Tre giorni a Montevideo. Il Cgie con la riunione della Commissione Continentale li ha sfruttati fino all'ultimo, cercando di capire, confrontarsi, ma anche con la grande volontà di aprire un nuovo ciclo per il Sudamerica, per gli italiani, non importa quale sia la generazione, che nell'America Latina ci vivono, ma che continuano, e lo faranno sempre, a rimanere legati all'Italia.
Mariano Gazzola è il giovane vice segretario per l'America Latina del CGIE, il Consiglio Generale degli Italiani all'Estero. Accento argentino anche quando parla italiano, vive a Rosario, è stato l'ultimo ieri ha lasciare l'Hotel After, nella capitale dell'Uruguay, dopo aver chiuso i lavori tanto attesi.
Soddisfatto della riunione?
"Sì, non c'è dubbio. L'aspetto primario da sottolineare è che abbiamo fatto un lavoro di squadra importante. Qui in America latina abbiamo questo: anche se a volte la pensiamo in maniera differente, abbiamo sempre la capacità di portare a termine il lavoro in maniera congiunta. Quindi, io, come tutti i colleghi, possiamo dire di essere contenti sotto questo aspetto. Penso che il CGIE si stia rilanciando, da un paio di anni abbiamo intrapreso una nuova forma di lavorare anche nel presentarci a chi guarda da fuori. Una nuova strada che sta iniziando a dare i primi risultati, perchè, e questo è un dato di fatto, i rapporti che ci sono con l'amministrazione, soprattutto con la Direzione generale degli italiani all'estero dopo l'arrivo del dottor Vignali, perchè finalmente siamo riusciti a dialogare e questo è l'aspetto primario".
Le recenti elezioni e tutto quello che è successo: è stato questo il punto principale della riunione?
"Indubbiamente era la questione più attuale, anche per il fatto che si tratta di qualcosa avvenuto appena un mese e mezzo fa, anche se un aspetto non dico più importante, ma di discussione quotidiana riguarda la rete consolare, i servizi. Se stiamo a guardare a questo aspetto ci sono persone che vanno al consolato e devono aspettare mesi, che a San Paolo per la cittadinanza c'è un periodo di attesa di 12 anni, che a Rosario si deve aspettare cinque o sei mesi per avere il proprio turno per il rinnovo del passaporto, questa è la quotidianità che non si può e non si deve dimenticare. Poi naturalmente noi addetti ai lavori e per la risonanza che questo particolare problema ha avuto, pensiamo al voto. Anche perché le elezioni vanno sui media nazionali, i consolati molto meno".
Ma quanto successo è per certi versi inquietante.
☆ ☆ ☆
**ISTRUZIONI:**
**A)** Rispondi alle seguenti domande sull'intervista relativa alla riunione del CGIE a Montevideo.
(i) Quanti giorni è durata la permanenza a Montevideo?
(ii) In quale città vive Mariano Gazzola?
(iii) Quanto tempo si deve aspettare a Rosario per il rinnovo del passaporto?
**B)** Prosegui l'intervista sulla riunione del CGIE a Montevideo a partire dal punto in cui si interrompe.

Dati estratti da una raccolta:
☆ ☆ ☆
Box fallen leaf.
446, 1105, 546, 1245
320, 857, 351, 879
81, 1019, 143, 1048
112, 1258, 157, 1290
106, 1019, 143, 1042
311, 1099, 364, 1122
☆ ☆ ☆
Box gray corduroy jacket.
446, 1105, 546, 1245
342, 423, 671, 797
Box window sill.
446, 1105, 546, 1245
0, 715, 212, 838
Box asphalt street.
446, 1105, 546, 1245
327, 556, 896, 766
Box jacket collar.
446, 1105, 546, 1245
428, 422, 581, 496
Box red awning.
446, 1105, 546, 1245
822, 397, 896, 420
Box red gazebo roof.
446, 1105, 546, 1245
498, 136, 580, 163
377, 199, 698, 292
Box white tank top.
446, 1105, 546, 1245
☆ ☆ ☆
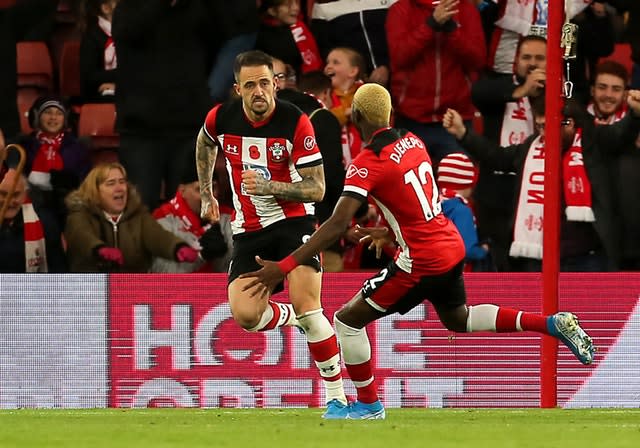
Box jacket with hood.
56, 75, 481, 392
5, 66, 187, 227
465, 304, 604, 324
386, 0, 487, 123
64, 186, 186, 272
☆ ☆ ☆
**RISPOSTE:**
**A)**
(i) Tre giorni.
(ii) A Rosario.
(iii) Cinque o sei mesi.

**B)**
"Preoccupa ai consiglieri del CGIE questo fatto che ancora oggi non abbiamo i dati certi, finali sull'esito, quanti plichi mandati, quanti restituiti, quanti voti sono arrivati dopo il termine, non ci sono dati sulle preferenze al Senato. Sappiamo chi ha vinto perché lo hanno proclamato, ma se andiamo nella webpage del Ministero dell'Interno si legge 'scrutinio in corso' come se lo stessero facendo ancora, se si va alla Corte d'Appello trovano solo i risultati della Camera, mentre il Senato ha la scritta 'compariranno nei prossimi giorni'. Si avverte questa specie di non interesse per gli italiani all'estero Non lo nego è molto fastidioso".
Poi le denunce.
"Si continua a parlare di brogli, cose strane: se da una parte si può dire che ci sono sempre state, ma non è una giustificazione, dall'altra abbiamo visto alcuni risultati che sembra non siano quelli normali: quando in un seggio un candidato ottiene il 90% dei voti ti viene da pensare. Però, e lo diciamo tutti chiaramente, spetta solo alla Giustizia stabilire se davvero sia successo qualche cosa di irregolare. E noi, tutti, ci fidiamo della Giustizia. Bisogna aspettare quel verdetto".
Questa volta non si tratta solo di sospetti.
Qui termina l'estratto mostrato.